[START OF Rows]

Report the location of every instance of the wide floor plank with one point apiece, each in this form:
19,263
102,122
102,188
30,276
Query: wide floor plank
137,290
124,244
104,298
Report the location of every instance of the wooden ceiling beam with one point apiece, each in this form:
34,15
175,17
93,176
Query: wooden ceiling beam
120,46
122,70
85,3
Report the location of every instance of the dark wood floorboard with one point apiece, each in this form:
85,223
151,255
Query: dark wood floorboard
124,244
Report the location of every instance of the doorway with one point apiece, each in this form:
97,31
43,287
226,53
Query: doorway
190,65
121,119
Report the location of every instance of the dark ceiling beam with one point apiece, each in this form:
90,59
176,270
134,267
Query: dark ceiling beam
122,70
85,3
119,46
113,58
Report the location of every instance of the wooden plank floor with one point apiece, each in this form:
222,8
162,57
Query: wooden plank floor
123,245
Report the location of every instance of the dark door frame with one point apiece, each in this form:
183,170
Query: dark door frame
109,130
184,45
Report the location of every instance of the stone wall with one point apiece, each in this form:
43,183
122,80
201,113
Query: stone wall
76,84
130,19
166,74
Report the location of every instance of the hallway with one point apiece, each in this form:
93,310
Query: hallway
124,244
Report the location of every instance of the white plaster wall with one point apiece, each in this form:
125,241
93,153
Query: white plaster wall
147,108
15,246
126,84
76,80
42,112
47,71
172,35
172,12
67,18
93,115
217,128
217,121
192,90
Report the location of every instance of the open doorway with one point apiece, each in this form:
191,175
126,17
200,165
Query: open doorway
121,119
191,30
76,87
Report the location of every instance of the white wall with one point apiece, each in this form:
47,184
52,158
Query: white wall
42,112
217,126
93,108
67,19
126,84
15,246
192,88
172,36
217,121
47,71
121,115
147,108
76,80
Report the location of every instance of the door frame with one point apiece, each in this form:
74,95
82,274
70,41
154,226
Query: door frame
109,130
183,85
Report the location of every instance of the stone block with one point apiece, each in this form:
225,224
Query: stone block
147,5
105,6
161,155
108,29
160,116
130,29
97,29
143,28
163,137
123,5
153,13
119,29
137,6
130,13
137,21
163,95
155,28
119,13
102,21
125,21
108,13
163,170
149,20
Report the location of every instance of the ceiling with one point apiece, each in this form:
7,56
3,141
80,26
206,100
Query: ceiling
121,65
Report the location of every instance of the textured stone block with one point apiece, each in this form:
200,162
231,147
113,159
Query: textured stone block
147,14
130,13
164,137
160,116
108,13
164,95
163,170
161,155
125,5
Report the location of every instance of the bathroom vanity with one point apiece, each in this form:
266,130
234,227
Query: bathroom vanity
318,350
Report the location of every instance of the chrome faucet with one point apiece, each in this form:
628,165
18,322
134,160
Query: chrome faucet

[END OF Rows]

Give back the data above exactly as it appears.

▸ Answer for this exercise:
Report the location of every instance of the wide floor plank with one point apiece, each in this form:
19,263
102,122
102,188
30,276
Query: wide floor plank
137,290
124,244
104,298
Report the location of every instance of the wooden ceiling beam with one point apiece, each in this form:
34,15
175,17
93,176
Query: wooden ceiling beam
120,46
122,70
85,3
Report the location of every instance of the dark wood floorboard with one point apiece, each in this form:
85,223
151,255
Query: dark wood floorboard
124,244
Report the location of every instance of the doorway with one point apiece, each in this form:
97,31
43,287
226,53
Query: doorway
190,65
121,119
Report the location of every instance of the dark ceiling beam with one point apiece, each in this form:
90,59
176,270
134,267
Query: dark ceiling beam
122,70
85,3
119,46
113,58
Report the location of every instance of the wooden plank floor with one point apiece, each in this form:
222,8
162,57
Query: wooden plank floor
123,245
Report the location of every instance of the dark door frame with one point apiece, each in this form:
183,170
Query: dark door frame
109,130
184,45
Report the location of every instance of the stone wall with one point apiece, each in this form:
43,183
122,80
201,113
Query: stone wall
76,84
130,19
166,74
Report the location of every instance of the hallway with one point apiece, each in this form:
93,310
Query: hallway
124,244
Report the location of every instance of the white plaster wall with one point apiece, each in this form:
125,241
93,153
Query: white plaster wall
147,108
15,246
126,84
76,80
42,112
47,71
172,35
172,12
67,18
93,115
217,128
217,121
192,90
Report the location of every instance of the open doorway with one point apiece, each in this form:
191,175
126,17
200,165
Query: open doorway
121,119
191,30
76,87
Report the location of every instance of the white wall with one point apiece, each in this form:
47,184
52,158
Query: white wall
42,112
217,126
93,108
67,19
126,84
15,246
192,88
172,36
217,121
47,71
121,115
147,108
76,80
Report the location of every instance of the door frame with one point apiece, each in this form:
74,95
82,274
70,41
154,226
Query: door frame
109,130
183,85
Report the location of every instance of the stone block with one point apiece, each in this form:
225,224
Query: stone block
147,5
105,6
161,155
108,29
160,116
130,29
97,29
143,28
163,137
123,5
153,13
119,29
137,6
130,13
137,21
163,95
155,28
119,13
102,21
125,21
108,13
163,170
149,20
Report the location of every instance of the ceiling with one point apiece, each in this form:
7,56
3,141
80,26
206,100
Query: ceiling
121,65
Report the location of every instance of the textured stone block with one point apiece, each in this form:
200,162
231,147
113,159
Query: textured stone block
147,14
130,13
164,137
160,116
108,13
164,95
163,170
161,155
125,5
Report the location of every instance of the bathroom vanity with one point apiece, each in this form:
266,130
234,227
Query: bathroom vanity
318,350
Report the location of every instance of the chrome faucet with one point apiece, each in this form:
628,165
18,322
134,160
Query: chrome faucet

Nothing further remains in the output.